** START OF Extract **
Newspaper The Beatrice Daily Express (Beatrice, Neb.) 1884-1924
About The Beatrice Daily Express (Beatrice, Neb.) 1884-1924
Published six days a week over the course of forty years, the Beatrice Daily Express was an intimate and detailed portrait of an eastern Nebraska town as it boomed, faltered, and bounced back. Sunday was the lone day of the week when the Express fell silent. For the first half of its run, the Beatrice Daily Express was typically a simple four-page daily before expanding to a six-page paper. The cost of an annual subscription via mail reliably sat at $3.00. The Beatrice Daily Express provided an invaluable window into the news items that mattered most every day on the local, national, and international levels.
The Beatrice Daily Express, founded in 1884, grew out of a similarly named paper from the 1870s, the Beatrice Express. M.A. Brown was the initial leader of the Daily Express before a long succession of editors over the next four decades. Parallel to the Daily Express was a revolving series of weekly versions of the paper, including the Beatrice Weekly Express and the Semi-Weekly Express.
The Beatrice Daily Express was a proud suffragette publication. The staff of the Express featured content specifically tailored to women in a regular Woman’s World column. For one week in 1905, the paper was run each day by a different woman, giving them complete editorial control over that day’s content. As the Nebraska State Journal quoted the Express‘s announcement of the arrangement, “Not because we are tired…but because we defer to the ambitious, thinking women of our city, we have opened our editorial columns, and next week six well known and prominent ladies of Beatrice will edit the Express.” The Express regularly featured the activities of Clara B. Colby, noted suffragette, publisher of the Woman’s Tribune, and one-time resident of Beatrice.
** END OF Extract **
Actions to take:
1. In the history of the Beatrice Daily Express, alter the passage that opens with the words containing "The Beatrice Daily Express was a proud" and closes with "resident of Beatrice." by substituting "editorial authority" for "editorial control".
2. Carry the history of the Beatrice Daily Express forward, starting after its final sentence.
** START OF Provided data **
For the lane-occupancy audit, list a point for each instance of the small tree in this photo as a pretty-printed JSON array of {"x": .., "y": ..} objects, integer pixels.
** END OF Provided data **
Responses in order:
1.
The Beatrice Daily Express was a proud suffragette publication. The staff of the Express featured content specifically tailored to women in a regular Woman’s World column. For one week in 1905, the paper was run each day by a different woman, giving them complete editorial authority over that day’s content. As the Nebraska State Journal quoted the Express‘s announcement of the arrangement, “Not because we are tired…but because we defer to the ambitious, thinking women of our city, we have opened our editorial columns, and next week six well known and prominent ladies of Beatrice will edit the Express.” The Express regularly featured the activities of Clara B. Colby, noted suffragette, publisher of the Woman’s Tribune, and one-time resident of Beatrice.

2.
Like much of the country, hard times found Beatrice in the mid-1890s. This was due partly to the Panic of 1893 but more so to crop failures and cratering prices throughout Nebraska. According to the census, Beatrice had nearly 14,000 residents in 1890, but by 1900 this number had nearly halved. The Daily Express became cheerleader for the battered community, with a steady drumbeat of optimism, stating on January 12, 1894 that, “One year ago Beatrice with her agricultural, manufacturing and railroad resources, was a flourishing, prosperous city, and this she would be today but for the senseless scare, and lack of confidence resulting from last summer’s panic, affecting all sections of the country alike. But this condition cannot long obtain, it is even now yielding to the resistless spirit and energy of the people.”
The paper reached its end in April 1924 when it was absorbed by the Beatrice Daily Sun. By June of that year the Lincoln Star wrote about “the machinery and equipment of the old Beatrice Daily Express” being sold by the Sun’s editor, closing the era of the Daily Express.
Provided By: University of Nebraska-Lincoln Libraries, Lincoln, NEAbout this Newspaper
Title
- The Beatrice Daily Express (Beatrice, Neb.) 1884-1924
Dates of Publication
- 1884-1924
Created / Published
- Beatrice, Neb. : M.A. Brown, -1924.
Headings
- - Gage County (Neb.)--Newspapers
- - Nebraska--Gage County
- - United States--Nebraska--Gage--Beatrice
Genre
- Newspapers
Notes
- - Daily (except Sun.)
- - Began in 1884.
- - -v. 39, no. 23 (Apr. 26, 1924).
- - "Republican." Cf. Ayer, 1885.
- - Archived issues are available in digital format from the Library of Congress Chronicling America online collection.
- - Other eds.: Beatrice weekly express, 1884-1901, Beatrice semi-weekly express, 1901-1903, Semi-weekly express (Beatrice, Neb.), 1903-1906, Weekly express (Beatrice, Neb.), 1906-1909, Semi-weekly express (Beatrice, Neb. : 1909), 1909-1911, and: Beatrice weekly express (Beatrice, Neb. : 1911), 1911-1912.
- - Description based on: 1st year, no. 253 (Nov. 11, 1884).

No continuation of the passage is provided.